=== Dataset entries ===

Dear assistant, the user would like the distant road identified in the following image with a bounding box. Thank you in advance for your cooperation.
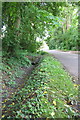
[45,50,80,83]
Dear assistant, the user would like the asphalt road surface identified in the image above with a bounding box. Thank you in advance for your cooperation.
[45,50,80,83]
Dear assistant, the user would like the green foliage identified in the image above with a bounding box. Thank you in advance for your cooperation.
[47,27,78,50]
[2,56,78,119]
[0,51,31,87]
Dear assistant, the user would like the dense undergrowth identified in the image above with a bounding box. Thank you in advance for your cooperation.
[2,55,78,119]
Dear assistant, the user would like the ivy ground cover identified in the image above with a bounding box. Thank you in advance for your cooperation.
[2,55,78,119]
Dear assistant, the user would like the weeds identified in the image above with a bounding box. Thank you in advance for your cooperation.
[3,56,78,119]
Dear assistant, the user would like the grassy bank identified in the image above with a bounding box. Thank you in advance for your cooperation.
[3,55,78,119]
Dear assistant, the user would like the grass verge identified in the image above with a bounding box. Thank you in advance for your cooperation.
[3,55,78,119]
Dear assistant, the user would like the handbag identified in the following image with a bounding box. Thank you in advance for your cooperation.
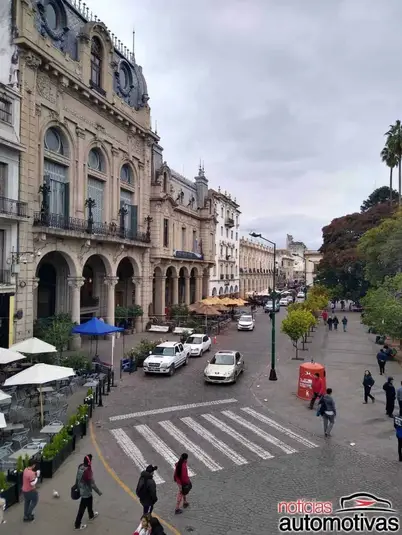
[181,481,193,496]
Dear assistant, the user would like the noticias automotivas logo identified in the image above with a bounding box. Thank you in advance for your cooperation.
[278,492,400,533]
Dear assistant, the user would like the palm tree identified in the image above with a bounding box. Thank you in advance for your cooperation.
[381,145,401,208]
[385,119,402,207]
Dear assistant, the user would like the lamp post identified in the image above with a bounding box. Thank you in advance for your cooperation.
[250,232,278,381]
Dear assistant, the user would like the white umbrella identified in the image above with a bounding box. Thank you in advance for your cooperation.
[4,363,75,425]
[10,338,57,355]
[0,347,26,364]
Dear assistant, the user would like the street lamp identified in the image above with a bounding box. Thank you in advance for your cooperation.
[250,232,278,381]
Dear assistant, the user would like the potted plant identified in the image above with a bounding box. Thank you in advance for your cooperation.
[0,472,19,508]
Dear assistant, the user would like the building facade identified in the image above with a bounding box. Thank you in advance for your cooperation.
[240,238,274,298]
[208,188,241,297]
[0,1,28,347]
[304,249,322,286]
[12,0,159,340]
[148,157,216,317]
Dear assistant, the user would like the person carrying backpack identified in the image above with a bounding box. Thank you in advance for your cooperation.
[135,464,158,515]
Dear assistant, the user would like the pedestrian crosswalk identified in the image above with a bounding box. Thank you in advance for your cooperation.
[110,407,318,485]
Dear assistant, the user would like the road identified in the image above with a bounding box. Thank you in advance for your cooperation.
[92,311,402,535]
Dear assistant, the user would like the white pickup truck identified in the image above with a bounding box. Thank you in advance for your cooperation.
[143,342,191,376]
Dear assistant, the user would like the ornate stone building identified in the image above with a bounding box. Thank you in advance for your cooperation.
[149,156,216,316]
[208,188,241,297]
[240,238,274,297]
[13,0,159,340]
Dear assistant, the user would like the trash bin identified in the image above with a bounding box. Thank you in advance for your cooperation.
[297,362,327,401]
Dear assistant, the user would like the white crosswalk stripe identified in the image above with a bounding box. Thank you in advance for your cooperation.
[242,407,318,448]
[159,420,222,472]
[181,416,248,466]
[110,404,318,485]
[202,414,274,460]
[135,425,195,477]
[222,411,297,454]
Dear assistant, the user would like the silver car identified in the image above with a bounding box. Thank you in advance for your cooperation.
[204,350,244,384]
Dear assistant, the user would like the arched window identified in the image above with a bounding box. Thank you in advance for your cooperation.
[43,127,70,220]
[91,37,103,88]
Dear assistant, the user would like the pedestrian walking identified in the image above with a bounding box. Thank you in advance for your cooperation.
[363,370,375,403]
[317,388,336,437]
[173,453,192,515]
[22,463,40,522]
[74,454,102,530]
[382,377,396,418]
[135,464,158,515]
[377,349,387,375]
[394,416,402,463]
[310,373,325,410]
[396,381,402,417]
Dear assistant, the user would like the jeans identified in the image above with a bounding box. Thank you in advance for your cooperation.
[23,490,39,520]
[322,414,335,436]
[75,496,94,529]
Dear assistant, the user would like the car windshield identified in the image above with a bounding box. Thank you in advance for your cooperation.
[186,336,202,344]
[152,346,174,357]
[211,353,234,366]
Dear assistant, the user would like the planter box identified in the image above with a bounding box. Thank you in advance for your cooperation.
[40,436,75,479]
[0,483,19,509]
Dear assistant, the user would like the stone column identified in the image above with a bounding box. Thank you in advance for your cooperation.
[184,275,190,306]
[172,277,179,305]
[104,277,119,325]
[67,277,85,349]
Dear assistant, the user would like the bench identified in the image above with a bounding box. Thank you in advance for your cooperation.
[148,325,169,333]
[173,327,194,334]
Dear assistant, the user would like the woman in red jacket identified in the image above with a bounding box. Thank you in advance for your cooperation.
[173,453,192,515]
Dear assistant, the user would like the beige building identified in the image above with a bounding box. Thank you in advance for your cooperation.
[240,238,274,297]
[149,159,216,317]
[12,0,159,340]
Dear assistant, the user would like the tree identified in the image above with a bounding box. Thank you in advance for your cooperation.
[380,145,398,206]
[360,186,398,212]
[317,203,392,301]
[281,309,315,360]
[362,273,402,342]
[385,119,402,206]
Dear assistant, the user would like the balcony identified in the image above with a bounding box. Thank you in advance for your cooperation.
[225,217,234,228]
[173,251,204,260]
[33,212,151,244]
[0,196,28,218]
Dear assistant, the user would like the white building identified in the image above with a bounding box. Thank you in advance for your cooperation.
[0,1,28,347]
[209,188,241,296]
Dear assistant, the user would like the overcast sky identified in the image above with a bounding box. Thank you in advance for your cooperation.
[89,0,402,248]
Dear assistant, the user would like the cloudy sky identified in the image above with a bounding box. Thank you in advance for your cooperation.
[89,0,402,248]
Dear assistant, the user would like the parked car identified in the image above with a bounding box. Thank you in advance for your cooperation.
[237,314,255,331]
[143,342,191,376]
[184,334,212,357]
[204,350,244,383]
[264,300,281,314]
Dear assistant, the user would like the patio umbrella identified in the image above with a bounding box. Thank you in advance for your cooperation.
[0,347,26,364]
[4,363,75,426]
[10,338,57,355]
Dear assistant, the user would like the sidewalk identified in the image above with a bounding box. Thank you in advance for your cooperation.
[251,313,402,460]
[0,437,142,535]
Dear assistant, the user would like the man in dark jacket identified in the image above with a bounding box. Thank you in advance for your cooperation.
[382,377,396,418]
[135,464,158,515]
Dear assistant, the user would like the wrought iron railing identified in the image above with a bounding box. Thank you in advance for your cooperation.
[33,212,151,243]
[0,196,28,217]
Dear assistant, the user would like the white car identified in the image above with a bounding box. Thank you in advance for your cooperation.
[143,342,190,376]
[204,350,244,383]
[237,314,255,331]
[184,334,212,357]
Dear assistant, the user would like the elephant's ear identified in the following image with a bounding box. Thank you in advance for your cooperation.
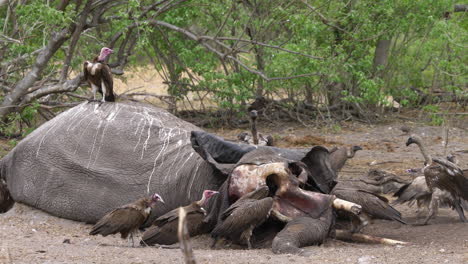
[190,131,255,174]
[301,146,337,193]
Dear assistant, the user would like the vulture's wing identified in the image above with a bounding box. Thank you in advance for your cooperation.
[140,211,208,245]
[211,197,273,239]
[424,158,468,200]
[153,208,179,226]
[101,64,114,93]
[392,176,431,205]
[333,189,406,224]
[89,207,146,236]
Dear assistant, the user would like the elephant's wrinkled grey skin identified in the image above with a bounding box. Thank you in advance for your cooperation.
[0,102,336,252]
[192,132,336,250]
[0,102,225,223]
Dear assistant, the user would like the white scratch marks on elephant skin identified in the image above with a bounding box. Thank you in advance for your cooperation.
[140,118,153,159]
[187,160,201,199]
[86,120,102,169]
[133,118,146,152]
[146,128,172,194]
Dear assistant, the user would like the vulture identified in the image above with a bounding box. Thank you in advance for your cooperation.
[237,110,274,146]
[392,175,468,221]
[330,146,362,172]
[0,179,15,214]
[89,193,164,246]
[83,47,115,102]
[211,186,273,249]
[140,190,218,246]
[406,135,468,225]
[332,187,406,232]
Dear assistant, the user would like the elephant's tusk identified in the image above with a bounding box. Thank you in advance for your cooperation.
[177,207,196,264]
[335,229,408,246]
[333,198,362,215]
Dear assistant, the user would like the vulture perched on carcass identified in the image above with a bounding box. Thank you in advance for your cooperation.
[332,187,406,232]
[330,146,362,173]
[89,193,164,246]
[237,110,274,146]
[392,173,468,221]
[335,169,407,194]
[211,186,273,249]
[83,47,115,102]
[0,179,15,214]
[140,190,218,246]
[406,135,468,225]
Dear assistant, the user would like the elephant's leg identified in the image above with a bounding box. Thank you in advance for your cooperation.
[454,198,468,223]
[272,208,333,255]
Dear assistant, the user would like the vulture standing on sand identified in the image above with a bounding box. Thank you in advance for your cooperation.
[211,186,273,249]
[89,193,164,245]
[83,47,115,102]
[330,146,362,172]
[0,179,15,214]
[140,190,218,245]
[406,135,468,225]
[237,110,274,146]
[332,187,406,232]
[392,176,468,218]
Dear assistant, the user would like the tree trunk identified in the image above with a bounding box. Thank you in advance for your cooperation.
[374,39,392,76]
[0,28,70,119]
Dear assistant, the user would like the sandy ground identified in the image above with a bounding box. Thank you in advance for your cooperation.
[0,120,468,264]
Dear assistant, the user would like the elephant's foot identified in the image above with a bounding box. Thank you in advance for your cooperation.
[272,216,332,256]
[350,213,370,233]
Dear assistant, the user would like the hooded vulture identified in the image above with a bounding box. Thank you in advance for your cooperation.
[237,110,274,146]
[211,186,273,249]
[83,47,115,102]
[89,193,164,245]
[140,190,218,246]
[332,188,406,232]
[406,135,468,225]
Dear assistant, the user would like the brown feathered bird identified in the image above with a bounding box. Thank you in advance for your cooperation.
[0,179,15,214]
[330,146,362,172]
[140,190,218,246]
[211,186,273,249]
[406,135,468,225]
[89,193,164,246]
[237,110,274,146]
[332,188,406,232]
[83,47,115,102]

===

— Exercise —
Rewrite the listing from the line with "Dear assistant, the user would like the arched" through the line with "[91,37,103,88]", putting "rounded window" in place of "arched window" and changing nothing else.

— Exercise output —
Dear assistant, the user would like the rounded window identified in the image above with a bounding box. Thank you in advance for your cooperation.
[43,127,70,220]
[91,37,103,88]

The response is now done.